■ Source excerpt
Using NexentaStor ZFS storage appliance with vSphere

NexentaStor is an storage appliance based on OpenSolaris kernel and its advanced ZFS file system. Latest free Community Edition comes with goodies like online deduplication, transparent compression and snapshots to name few. NexentaStor can share storage over NFS, CIFS, iSCSI, FTP, RSYNC, WebDAV and even FC. On this article I am concentrating using NexentaStor NFS shares with VMware vSphere.

NexentaStor is available as commercially supported enterprise version and as community supported free to use Community Edition. Community Edition is limited to 12 terabytes of used storage, it is also lacking some optional modules available on enterprise version.

I downloaded NexentaStor Community Edition 3.0.3 and installed it on PC I built of some left over components I had at hand. My finished storage appliance consist of

  • AMD Athlon 4850e dual core CPU
  • Asus M3A78 Pro motherboard
  • 4 GB DDR2 RAM
  • 1 x 80GB Seagate 7200.10 ATA disk as boot drive
  • 5 x 500GB Seagate 7200.11 SATA disks as ZFS pool
  • Intel X25-M G2 as flash cache
  • Intel  PRO/1000 PT Quad Port Ethernet adapter

Above system fits to NexentaStor hardware recommendations like a glove, 64-bit CPU, 4GB RAM, dedicated spindles for ZFS pool and dedicated boot drive.

Although Community Edition is free, it requires registration key which is unique for each hardware appliance is installed on. You get registration key in email by submitting machine signature to Nexenta, machine signature is generated and presented during appliance installation. I got mine registration key in email within a minute of submitting signature, which was nice.

NexentaStor recognized all of my storage system components correctly and installation was finished 15 minutes later. Once registration was active I was queried of management IP and WebGUI port settings, those set I launched web browser and pointed it to my new storage appliance.

Configuration wizard

First step at WebGUI is to set attributes such as host and domain name, NTP server and localization.

Second step is network configuration,

including iSCSI target settings.

In third and fourth step you create your ZFS volume, you may also configure any available SSD drives as secondary read cache (L2ARC), or as ZFS intent log device (ZIL) which is used for writes

SSD as secondary cache

Employing fast SSDs as secondary disk cache is a really neat feature. SSDs are much larger in sizes and cheaper per gigabyte than RAM and they still provide incredible amount of IOPS, for example even consumer grade SSD Intel X25-M is rated up to 35,000 IOPS on 4k reads! You need approximately 175 15kRPM spindles to deliver that amount of IOPS!

Folders

Now that you have your ZFS volume created, you are asked to create folders used as network shares, I created single folder named “nfs”. You can also set ZFS attributes such as deduplication and compression

NFS share settings

Once you save and review your configuration you are finished with configuration wizard. Now select “Data Management” from top menu, and in drop down list select “Shares

If you did not yet enable NFS sharing you may do it now, then click “Configure” in “NFS Server” box on left side of screen

Set Server and Client Version to 3, it’s the version vSphere is using and it is recommended by Nexenta to limit NFS version to 3 when using with vSphere, click Save

Go back to Shares view and click folder link

In this view you see mount point in which folder is available to NFS client, make note of it

If you scroll down the view there is options like deduplication, checksum, compression and access time. Checksum is ZFS feature for detecting data corruption, it works only if you are using RAID-Z or ZFS mirroring, if you use hardware RAID you should disable this since it has small CPU overhead. You might disable access time as well, it is not needed with vSphere datastores and it has small disk IO overhead. You can enable or disable deduplication and compression any time you like, new setting will affect only new data written to ZFS.

■ Exercise requirements
- A) In one to three sentences, explain why the NexentaStor article advises disabling the checksum option when hardware RAID is used.
- B) Answer these questions from the NexentaStor article, marking each answer as its question is marked:
(i) What is the limit on used storage for the Community Edition?
(ii) How soon after the machine signature was submitted did the registration key arrive by email?
(iii) What name was given to the single folder created for network sharing?
- C) Duplicate the stretch of the NexentaStor article from "First step at" through "iSCSI target settings.".
The lines placed after the NexentaStor article have no connection to it.

■ Available data

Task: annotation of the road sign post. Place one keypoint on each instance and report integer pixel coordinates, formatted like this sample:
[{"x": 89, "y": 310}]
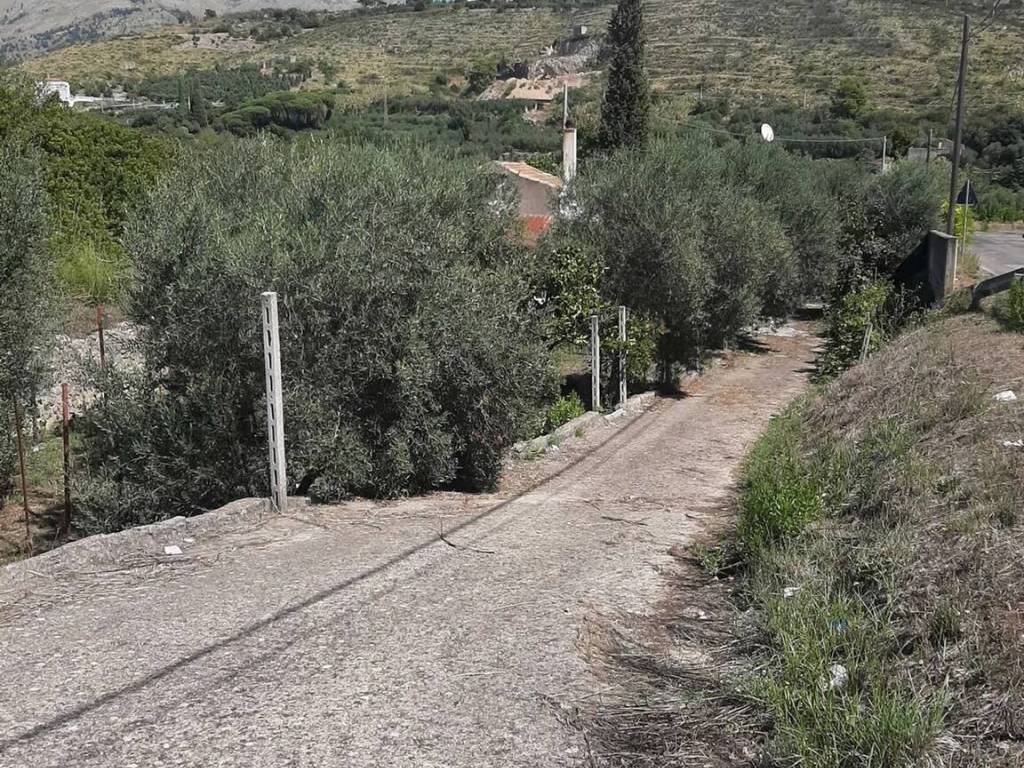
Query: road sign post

■ Outputs in order
- A) Checksum is a ZFS feature for detecting data corruption that works only with RAID-Z or ZFS mirroring. With hardware RAID it provides no benefit and still carries a small CPU overhead.

- B)
(i) 12 terabytes
(ii) Within a minute
(iii) "nfs"

- C)
First step at WebGUI is to set attributes such as host and domain name, NTP server and localization.

Second step is network configuration,

including iSCSI target settings.